Data extracts:

↓↓↓

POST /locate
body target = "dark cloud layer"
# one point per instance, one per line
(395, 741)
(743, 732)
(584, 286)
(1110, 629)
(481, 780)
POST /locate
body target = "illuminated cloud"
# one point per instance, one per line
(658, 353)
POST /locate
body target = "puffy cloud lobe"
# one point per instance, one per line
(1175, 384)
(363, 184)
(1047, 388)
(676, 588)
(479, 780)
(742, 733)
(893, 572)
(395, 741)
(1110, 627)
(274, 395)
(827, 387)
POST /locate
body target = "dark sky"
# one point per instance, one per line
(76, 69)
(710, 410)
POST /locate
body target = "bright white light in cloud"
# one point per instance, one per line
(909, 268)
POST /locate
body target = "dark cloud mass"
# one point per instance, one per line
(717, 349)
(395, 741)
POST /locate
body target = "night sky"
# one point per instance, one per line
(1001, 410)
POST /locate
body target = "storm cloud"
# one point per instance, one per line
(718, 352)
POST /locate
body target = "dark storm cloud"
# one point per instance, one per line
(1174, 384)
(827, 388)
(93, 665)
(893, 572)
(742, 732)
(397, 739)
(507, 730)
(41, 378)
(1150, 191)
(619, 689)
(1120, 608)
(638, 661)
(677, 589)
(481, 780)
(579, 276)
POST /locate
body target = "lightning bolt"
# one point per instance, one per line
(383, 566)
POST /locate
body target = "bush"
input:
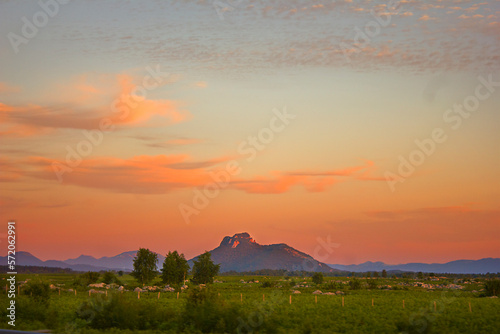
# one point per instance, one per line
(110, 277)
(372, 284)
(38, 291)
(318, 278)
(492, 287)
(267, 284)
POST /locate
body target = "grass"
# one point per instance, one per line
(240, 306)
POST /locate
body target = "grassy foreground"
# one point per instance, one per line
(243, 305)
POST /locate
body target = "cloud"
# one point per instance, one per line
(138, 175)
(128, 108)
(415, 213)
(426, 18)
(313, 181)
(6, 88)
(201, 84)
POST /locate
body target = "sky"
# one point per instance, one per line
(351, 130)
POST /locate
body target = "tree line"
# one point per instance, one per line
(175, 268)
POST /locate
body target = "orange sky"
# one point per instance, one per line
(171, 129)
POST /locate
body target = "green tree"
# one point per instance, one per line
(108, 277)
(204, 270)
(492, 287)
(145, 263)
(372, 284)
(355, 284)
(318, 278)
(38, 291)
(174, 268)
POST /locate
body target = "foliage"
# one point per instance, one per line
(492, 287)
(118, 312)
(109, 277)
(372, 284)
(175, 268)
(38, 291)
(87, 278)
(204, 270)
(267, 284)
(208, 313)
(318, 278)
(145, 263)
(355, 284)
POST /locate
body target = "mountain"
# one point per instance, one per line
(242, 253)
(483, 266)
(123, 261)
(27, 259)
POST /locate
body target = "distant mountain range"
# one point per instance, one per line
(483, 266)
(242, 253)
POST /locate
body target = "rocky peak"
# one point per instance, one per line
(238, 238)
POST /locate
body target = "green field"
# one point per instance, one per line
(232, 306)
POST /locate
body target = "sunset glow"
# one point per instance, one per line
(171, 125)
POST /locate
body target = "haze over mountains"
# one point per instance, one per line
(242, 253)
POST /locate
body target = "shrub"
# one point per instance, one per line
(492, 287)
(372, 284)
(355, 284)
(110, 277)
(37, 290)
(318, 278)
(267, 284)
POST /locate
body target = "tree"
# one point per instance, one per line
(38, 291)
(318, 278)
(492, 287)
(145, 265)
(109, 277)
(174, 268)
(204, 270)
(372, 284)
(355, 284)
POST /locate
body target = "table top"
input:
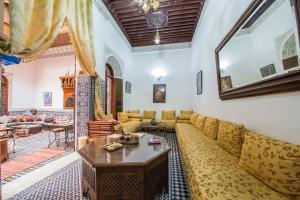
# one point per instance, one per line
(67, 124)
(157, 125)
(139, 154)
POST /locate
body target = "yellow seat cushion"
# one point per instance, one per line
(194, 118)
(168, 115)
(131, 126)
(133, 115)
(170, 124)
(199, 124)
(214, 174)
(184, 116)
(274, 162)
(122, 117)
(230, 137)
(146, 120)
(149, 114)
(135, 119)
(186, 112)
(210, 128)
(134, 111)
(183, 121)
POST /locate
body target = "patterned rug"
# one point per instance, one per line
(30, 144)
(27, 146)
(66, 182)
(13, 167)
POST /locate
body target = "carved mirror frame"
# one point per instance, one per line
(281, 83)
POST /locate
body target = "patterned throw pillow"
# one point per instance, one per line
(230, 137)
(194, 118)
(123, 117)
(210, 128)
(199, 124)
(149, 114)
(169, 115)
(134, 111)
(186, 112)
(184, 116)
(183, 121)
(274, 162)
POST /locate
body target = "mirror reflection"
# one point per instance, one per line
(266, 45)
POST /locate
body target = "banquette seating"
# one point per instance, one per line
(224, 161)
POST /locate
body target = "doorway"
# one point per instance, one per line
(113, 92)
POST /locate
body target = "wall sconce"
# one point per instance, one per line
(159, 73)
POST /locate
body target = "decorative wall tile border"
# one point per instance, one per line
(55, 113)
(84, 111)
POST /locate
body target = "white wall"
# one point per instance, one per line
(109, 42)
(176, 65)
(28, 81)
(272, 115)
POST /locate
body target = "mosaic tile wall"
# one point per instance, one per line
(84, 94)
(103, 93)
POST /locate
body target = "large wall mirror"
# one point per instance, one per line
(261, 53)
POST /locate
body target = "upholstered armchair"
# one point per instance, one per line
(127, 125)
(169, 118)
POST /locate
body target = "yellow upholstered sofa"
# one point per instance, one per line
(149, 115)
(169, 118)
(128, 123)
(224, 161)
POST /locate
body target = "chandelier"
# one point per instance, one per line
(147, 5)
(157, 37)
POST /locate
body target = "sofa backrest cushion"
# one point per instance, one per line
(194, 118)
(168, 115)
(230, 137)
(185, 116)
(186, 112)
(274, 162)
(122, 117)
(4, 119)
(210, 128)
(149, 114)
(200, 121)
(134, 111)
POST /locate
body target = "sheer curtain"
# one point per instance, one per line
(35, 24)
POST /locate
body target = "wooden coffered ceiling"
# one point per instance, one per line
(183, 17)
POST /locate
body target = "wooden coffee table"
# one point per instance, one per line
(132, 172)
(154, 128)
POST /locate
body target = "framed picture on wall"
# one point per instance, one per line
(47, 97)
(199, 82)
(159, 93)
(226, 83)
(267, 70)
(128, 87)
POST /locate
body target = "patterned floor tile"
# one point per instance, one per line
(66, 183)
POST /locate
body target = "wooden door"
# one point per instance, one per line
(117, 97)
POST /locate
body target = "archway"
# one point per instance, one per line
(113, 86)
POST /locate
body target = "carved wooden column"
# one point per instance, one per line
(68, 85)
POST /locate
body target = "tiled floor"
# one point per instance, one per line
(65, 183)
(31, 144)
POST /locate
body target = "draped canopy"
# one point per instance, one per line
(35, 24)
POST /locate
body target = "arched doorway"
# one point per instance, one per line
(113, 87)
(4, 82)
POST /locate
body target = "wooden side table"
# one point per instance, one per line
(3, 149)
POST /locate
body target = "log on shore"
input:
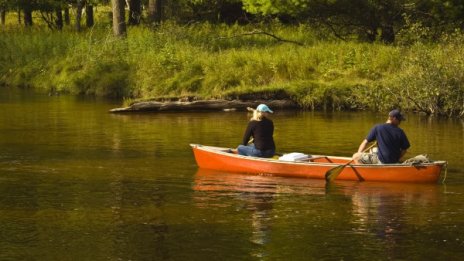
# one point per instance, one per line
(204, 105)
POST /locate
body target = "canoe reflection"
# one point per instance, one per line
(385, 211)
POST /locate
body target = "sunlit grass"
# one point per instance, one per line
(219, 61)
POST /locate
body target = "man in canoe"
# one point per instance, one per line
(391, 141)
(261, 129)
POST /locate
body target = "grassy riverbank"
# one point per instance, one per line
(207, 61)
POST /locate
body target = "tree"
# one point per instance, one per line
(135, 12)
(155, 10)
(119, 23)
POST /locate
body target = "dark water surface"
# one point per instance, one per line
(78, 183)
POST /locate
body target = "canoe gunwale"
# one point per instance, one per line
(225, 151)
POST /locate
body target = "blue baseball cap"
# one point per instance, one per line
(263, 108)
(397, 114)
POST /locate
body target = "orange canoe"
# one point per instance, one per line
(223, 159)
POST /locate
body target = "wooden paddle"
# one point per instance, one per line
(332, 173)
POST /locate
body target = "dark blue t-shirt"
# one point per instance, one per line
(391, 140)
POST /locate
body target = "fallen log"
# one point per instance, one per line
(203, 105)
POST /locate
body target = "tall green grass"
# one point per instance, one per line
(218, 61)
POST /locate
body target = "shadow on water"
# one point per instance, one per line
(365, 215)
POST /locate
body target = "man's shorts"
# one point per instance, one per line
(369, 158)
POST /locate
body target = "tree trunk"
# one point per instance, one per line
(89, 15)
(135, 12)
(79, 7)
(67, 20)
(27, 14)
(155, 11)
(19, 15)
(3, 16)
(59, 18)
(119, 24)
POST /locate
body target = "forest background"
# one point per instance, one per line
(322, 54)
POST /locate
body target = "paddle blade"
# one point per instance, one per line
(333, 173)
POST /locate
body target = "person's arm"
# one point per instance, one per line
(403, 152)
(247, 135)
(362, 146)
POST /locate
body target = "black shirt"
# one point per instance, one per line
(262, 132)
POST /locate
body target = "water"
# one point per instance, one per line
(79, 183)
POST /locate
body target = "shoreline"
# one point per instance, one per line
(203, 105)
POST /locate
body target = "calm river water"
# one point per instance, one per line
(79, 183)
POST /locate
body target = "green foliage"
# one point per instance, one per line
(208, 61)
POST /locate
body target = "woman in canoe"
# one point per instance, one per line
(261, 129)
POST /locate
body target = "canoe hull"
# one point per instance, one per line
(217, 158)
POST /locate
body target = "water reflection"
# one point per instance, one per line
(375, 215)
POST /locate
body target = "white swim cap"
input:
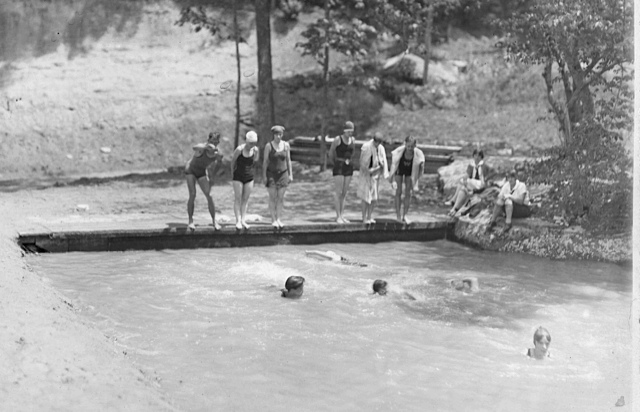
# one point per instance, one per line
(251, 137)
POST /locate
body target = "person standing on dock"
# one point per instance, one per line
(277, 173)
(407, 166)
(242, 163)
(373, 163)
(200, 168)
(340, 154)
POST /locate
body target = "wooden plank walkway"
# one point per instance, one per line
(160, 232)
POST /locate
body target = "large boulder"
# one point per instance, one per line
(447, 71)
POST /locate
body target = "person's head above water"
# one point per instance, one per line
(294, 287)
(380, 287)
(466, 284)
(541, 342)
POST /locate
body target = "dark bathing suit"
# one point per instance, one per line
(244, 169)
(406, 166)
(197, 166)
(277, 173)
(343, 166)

↑↑↑

Requirement: Every line from the data above that contains "yellow" must appear in the answer.

Expected answer:
body target = "yellow seat cushion"
body target = "yellow upholstered sofa"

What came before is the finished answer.